- **RECORDED INFORMATION**

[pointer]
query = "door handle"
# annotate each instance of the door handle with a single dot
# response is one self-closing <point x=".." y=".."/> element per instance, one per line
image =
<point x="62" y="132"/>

- **PROMPT**
Copy the whole listing above line for line, adding 40 to each x and y coordinate value in the point tags.

- **SOLUTION FOR THIS EXERCISE**
[pointer]
query = "door handle"
# annotate each instance of the door handle with a single dot
# response is one self-closing <point x=".." y=".."/> element per instance, one per line
image =
<point x="102" y="172"/>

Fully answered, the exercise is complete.